§ **Task to complete**
The entries are to be returned exactly as written.

Top of Task material

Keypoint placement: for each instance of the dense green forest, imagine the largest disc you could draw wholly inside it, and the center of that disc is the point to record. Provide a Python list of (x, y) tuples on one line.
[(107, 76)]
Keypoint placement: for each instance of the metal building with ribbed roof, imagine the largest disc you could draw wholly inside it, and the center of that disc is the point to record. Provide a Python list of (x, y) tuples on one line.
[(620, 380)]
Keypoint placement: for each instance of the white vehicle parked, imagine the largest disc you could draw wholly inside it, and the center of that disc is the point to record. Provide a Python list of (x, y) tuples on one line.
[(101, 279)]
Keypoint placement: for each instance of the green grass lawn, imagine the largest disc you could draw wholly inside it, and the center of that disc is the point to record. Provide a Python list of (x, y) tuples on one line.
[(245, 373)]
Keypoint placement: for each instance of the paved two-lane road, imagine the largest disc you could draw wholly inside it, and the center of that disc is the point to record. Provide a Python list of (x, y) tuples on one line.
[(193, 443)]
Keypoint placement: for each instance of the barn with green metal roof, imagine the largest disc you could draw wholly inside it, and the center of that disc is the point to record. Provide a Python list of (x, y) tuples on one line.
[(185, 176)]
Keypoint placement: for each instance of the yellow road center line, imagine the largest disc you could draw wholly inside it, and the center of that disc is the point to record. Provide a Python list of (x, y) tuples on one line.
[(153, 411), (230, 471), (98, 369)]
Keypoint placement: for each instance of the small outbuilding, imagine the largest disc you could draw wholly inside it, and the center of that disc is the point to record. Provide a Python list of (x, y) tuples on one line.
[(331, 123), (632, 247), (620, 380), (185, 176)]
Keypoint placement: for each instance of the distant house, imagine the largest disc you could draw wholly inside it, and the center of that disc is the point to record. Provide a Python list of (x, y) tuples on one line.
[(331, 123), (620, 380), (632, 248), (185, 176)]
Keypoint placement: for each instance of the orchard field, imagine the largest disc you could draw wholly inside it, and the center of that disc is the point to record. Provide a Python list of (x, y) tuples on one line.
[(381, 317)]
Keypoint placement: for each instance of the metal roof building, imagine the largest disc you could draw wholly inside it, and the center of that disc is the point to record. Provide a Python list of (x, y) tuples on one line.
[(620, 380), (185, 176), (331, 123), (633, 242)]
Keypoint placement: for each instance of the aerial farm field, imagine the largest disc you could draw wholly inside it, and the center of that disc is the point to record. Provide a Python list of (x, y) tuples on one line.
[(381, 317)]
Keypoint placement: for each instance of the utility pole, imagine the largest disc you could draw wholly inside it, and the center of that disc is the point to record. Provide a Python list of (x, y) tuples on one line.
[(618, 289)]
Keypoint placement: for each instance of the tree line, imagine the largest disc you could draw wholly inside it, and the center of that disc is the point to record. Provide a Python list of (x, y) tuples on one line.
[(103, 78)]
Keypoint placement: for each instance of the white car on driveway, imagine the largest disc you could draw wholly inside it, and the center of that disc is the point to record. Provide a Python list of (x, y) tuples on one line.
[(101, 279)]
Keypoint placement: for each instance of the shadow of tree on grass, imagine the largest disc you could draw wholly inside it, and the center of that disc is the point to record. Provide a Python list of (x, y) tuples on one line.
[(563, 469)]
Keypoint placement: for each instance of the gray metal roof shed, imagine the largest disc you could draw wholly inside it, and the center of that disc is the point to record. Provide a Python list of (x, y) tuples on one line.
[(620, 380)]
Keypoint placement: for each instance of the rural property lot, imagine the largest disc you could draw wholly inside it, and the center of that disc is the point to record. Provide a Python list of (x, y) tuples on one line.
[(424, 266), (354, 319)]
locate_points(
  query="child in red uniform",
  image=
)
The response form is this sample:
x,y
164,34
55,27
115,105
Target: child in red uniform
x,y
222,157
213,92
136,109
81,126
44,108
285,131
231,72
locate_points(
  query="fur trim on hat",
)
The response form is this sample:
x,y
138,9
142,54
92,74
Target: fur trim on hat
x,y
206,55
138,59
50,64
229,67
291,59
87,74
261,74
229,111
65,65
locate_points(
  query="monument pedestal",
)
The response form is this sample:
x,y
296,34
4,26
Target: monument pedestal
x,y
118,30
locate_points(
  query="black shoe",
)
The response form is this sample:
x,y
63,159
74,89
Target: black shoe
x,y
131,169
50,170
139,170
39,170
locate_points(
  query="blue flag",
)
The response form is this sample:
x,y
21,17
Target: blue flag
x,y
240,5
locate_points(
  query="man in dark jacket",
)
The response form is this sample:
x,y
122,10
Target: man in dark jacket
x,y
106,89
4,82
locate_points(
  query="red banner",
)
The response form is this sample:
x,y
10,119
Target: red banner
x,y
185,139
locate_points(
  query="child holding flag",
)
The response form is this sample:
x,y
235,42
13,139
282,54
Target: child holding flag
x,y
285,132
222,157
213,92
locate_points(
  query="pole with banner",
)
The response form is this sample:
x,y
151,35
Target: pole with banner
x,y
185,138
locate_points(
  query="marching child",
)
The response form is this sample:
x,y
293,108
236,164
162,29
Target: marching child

Bottom of Task material

§ **Exercise solution**
Keypoint placement: for each instance of the dense green forest, imagine the largest disc you could draw wholly inside it, and the center of that disc is the point to record. Provide a Python list of (x, y) tuples on one line.
[(107, 76)]
Keypoint placement: for each instance of the metal building with ribbed roof, imagine the largest disc you could draw wholly inside it, and the center of that disc is the point to record. Provide a Python list of (x, y) tuples on one line.
[(620, 380)]
Keypoint placement: for each instance of the white vehicle parked, imagine the largest disc you could draw wholly inside it, and the center of that disc is the point to record. Provide a Python list of (x, y) tuples on one line.
[(101, 279)]
Keypoint placement: for each instance of the green grass lawn, imagine the largest disc you could draw wholly inside it, and the center of that disc is the point to record. Provide a Python list of (x, y) tuples on one line.
[(245, 373)]
Keypoint placement: for each instance of the paved two-lane road, imagine the largest disc you could draw wholly inside it, and the center of that disc is the point to record. Provide a Python list of (x, y) tuples on one line.
[(193, 443)]
Keypoint placement: for each instance of the barn with green metal roof, imagine the largest disc you could draw wholly inside it, and the center of that disc is the point to record. Provide a Python list of (x, y) tuples on one line.
[(185, 176)]
Keypoint placement: for each instance of the yellow road center line, imagine the largest disc you could draw wholly inside it, and the center of that disc is the point to record. Provide a Python list of (x, y) tuples on one line.
[(153, 411), (230, 471), (98, 369)]
Keypoint placement: for each instance of the small outbuilding, imagine the largest disc you could draw wholly inside it, and the center of that disc is the point to record. Provide a Python list of (x, y) tuples on one line.
[(331, 123), (632, 247), (620, 380), (185, 176)]
Keypoint placement: for each instance of the distant house, imagine the largest disc you could draw wholly inside it, and the center of that disc is the point to record. Provide a Python list of (x, y) tuples on one line.
[(331, 123), (620, 380), (632, 248), (185, 176)]
Keypoint placement: for each instance of the orchard field, imagine the largest disc you could draw wholly inside it, and the center of that disc is the point to record. Provide a Python list of (x, y) tuples on one line.
[(381, 317)]
Keypoint placement: for each instance of the metal roof building, imagine the largest disc you could draw wholly inside it, and the center of that disc is the point to record. Provide a Python list of (x, y) tuples on one line.
[(620, 380), (185, 176), (331, 123), (633, 242)]
Keypoint placement: for each instance of the aerial farm field, imagine the largest disc you could draw wholly inside it, and the center of that disc is the point to record. Provide a Python list of (x, y) tuples on one line.
[(381, 317)]
Keypoint placement: for each instance of the utility pole, imagine the largest disc you could draw wholly inside it, and the center of that disc is the point to record. Provide a Python list of (x, y) tuples on one line.
[(618, 289)]
Keypoint placement: for each instance of the tree line, imagine the largest disc you could draw wholly inside it, and the center of that disc is the point to record. Provide a Python list of (x, y) tuples on one line.
[(103, 78)]
Keypoint placement: for each instance of the white car on driveway, imagine the largest disc you could draw wholly inside it, and the center of that disc is the point to record. Provide a Python list of (x, y) tuples on one line.
[(101, 279)]
Keypoint placement: for each instance of the shadow of tree on grass, imagine the largest disc you could draw wholly inside it, and the center of that disc is the point to record. Provide a Python list of (x, y) tuples on one line.
[(563, 469)]
Keypoint placement: for each instance of the gray metal roof shed, imagine the largest disc you could draw wholly inside it, and the center of that disc is the point to record. Provide a Python list of (x, y) tuples on one line.
[(620, 380)]
Keypoint placement: for each instance of the rural property lot, imagine the largest disc you could draw wholly inside it, and the center of that disc is the point to record. Provide a Python list of (x, y) tuples on one line.
[(424, 266), (354, 319)]
locate_points(
  query="child in red uniform",
  image=
)
The response form is this sample:
x,y
164,34
55,27
115,105
Target: child in red uniform
x,y
222,157
213,92
136,109
81,126
44,108
285,131
231,72
locate_points(
  query="fur trim on hat",
)
The response form is this sample:
x,y
138,9
142,54
92,74
Target: fur trim on hat
x,y
206,55
138,59
50,64
229,67
291,59
87,74
261,74
229,111
65,65
locate_points(
  query="monument pedestal",
)
The response form is this sample:
x,y
296,34
4,26
Target: monument pedestal
x,y
118,30
locate_points(
  query="black shoe",
)
The response form is this sample:
x,y
63,159
74,89
Target: black shoe
x,y
131,169
50,170
139,170
39,170
locate_points(
  query="blue flag",
)
The response form is this sample:
x,y
21,17
Target: blue flag
x,y
240,5
locate_points(
  query="man in dark jacket",
)
The response form is this sample:
x,y
122,10
Target: man in dark jacket
x,y
106,89
4,82
locate_points(
  query="red banner",
)
The response form is this sample:
x,y
10,119
Target: red banner
x,y
185,139
locate_points(
  query="child holding flag",
)
The response form is this sample:
x,y
235,42
13,139
282,54
Target: child holding flag
x,y
285,132
222,157
213,92
locate_points(
  query="pole with banner",
)
The response form is this sample:
x,y
151,35
Target: pole with banner
x,y
185,138
locate_points(
  query="marching child",
)
The response form is this sample:
x,y
293,108
236,164
162,29
Target: marching child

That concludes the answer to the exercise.